## [Travail à réaliser]
Restituez intégralement, sans aucune modification, le passage ci-dessous sur la synthèse de remplissement chez Husserl.

## [Passage présenté]
◆ ◆ ◆ ◆

8Cette présentation «statique» du remplissement (§ 6) est suivie de près par une présentation «dynamique» (§ 8). Husserl entend par là une présentation diachronique de la synthèse de remplissement où un premier vécu d’intention signitive est suivi d’un acte d’intuition correspondant pour aboutir à un «vécu de transition» actant l’unité ou «l’appartenance mutuelle des deux actes» (p. 32). Mais rien ne nous interdit de comprendre cette «dynamique» au sens freudien du terme en faisant remarquer que le remplissement intuitif d’une intention est aussi l’accomplissement d’un désir. C’est, en effet, un désir inhérent à l’intention signifiante qui pousse celle-ci à se mettre en quête d’une intuition correspondante qui viendrait combler son manque [3]. Dans son union avec l’intuition, ce désir, qui habite l’intention, vient à se «réaliser» (§ 8) et à s’apaiser dans une «satisfaction» (§ 8, 13) vers laquelle il «aspirait» de tout son être. Mais quel est donc cet étrange désir qui se satisfait d’une simple intuition? On sait que la Sixième Recherche prête une grande attention à la distinction entre actes objectivants et actes de désir ainsi qu’à la différence entre leur mode d’expression linguistique. Comme la synthèse de remplissement concerne exclusivement des actes objectivants, le désir de connaissance qui l’anime doit, par conséquent, être un désir singulier. Singulier, parce que préoccupé de s’approcher d’un but de la connaissance (Annäherung an ein Erkenntnisziel, § 13, p. 51) qui est moins la possession d’un objet que l’avènement de la vérité. De plus, cette vérité est recherchée pour elle-même, c’est-à-dire pour sa valeur intrinsèque et non pas pour la jouissance que la connaissance pourrait en tirer. Il ne faut donc pas aller trop vite et conclure que, puisque chez Husserl le désir de l’intention signifiante porte celle-ci vers une intuition, le désir de connaître serait un désir de voir.

◆ ◆ ◆ ◆

## [Données fournies]
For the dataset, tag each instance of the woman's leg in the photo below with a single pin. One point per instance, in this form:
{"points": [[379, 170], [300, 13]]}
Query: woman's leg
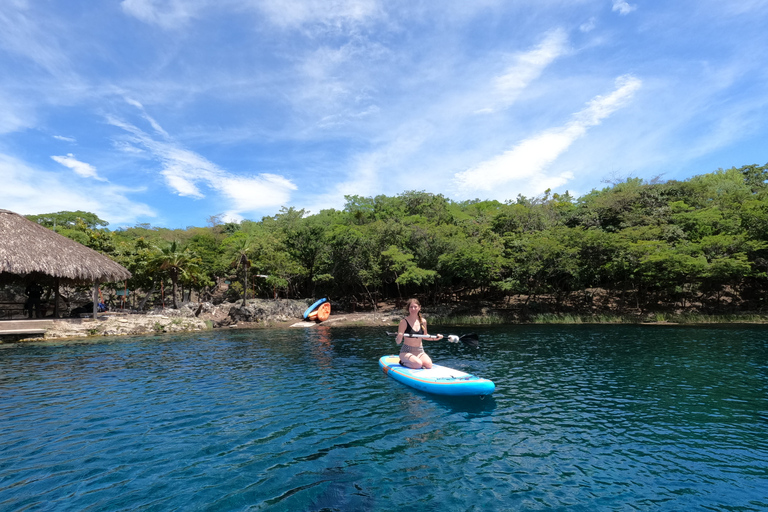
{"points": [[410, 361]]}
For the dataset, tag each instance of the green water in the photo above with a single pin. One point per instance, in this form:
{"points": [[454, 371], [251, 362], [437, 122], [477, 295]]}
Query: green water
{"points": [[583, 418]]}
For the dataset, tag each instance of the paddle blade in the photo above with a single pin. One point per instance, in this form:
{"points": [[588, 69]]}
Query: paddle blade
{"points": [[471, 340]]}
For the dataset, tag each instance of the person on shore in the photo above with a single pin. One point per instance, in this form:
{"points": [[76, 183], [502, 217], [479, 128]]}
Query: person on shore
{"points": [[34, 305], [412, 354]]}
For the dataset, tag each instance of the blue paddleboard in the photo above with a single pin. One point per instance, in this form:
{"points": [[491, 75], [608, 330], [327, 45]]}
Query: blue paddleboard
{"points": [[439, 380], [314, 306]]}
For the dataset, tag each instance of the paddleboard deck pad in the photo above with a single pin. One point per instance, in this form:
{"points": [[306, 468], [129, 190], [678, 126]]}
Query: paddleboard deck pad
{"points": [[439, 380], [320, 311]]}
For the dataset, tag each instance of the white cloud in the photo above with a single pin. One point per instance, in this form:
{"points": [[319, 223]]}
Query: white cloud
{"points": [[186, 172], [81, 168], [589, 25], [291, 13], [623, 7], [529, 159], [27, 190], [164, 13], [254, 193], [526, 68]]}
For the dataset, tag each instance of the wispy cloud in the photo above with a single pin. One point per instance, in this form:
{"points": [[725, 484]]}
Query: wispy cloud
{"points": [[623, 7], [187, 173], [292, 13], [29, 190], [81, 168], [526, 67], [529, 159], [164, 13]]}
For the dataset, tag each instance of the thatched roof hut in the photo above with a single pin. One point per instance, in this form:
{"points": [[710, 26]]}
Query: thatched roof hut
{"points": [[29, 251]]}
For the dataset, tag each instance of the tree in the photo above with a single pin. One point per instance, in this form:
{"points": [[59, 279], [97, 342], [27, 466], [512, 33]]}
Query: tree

◆ ◆ ◆ ◆

## [Résultat obtenu]
8Cette présentation «statique» du remplissement (§ 6) est suivie de près par une présentation «dynamique» (§ 8). Husserl entend par là une présentation diachronique de la synthèse de remplissement où un premier vécu d’intention signitive est suivi d’un acte d’intuition correspondant pour aboutir à un «vécu de transition» actant l’unité ou «l’appartenance mutuelle des deux actes» (p. 32). Mais rien ne nous interdit de comprendre cette «dynamique» au sens freudien du terme en faisant remarquer que le remplissement intuitif d’une intention est aussi l’accomplissement d’un désir. C’est, en effet, un désir inhérent à l’intention signifiante qui pousse celle-ci à se mettre en quête d’une intuition correspondante qui viendrait combler son manque [3]. Dans son union avec l’intuition, ce désir, qui habite l’intention, vient à se «réaliser» (§ 8) et à s’apaiser dans une «satisfaction» (§ 8, 13) vers laquelle il «aspirait» de tout son être. Mais quel est donc cet étrange désir qui se satisfait d’une simple intuition? On sait que la Sixième Recherche prête une grande attention à la distinction entre actes objectivants et actes de désir ainsi qu’à la différence entre leur mode d’expression linguistique. Comme la synthèse de remplissement concerne exclusivement des actes objectivants, le désir de connaissance qui l’anime doit, par conséquent, être un désir singulier. Singulier, parce que préoccupé de s’approcher d’un but de la connaissance (Annäherung an ein Erkenntnisziel, § 13, p. 51) qui est moins la possession d’un objet que l’avènement de la vérité. De plus, cette vérité est recherchée pour elle-même, c’est-à-dire pour sa valeur intrinsèque et non pas pour la jouissance que la connaissance pourrait en tirer. Il ne faut donc pas aller trop vite et conclure que, puisque chez Husserl le désir de l’intention signifiante porte celle-ci vers une intuition, le désir de connaître serait un désir de voir.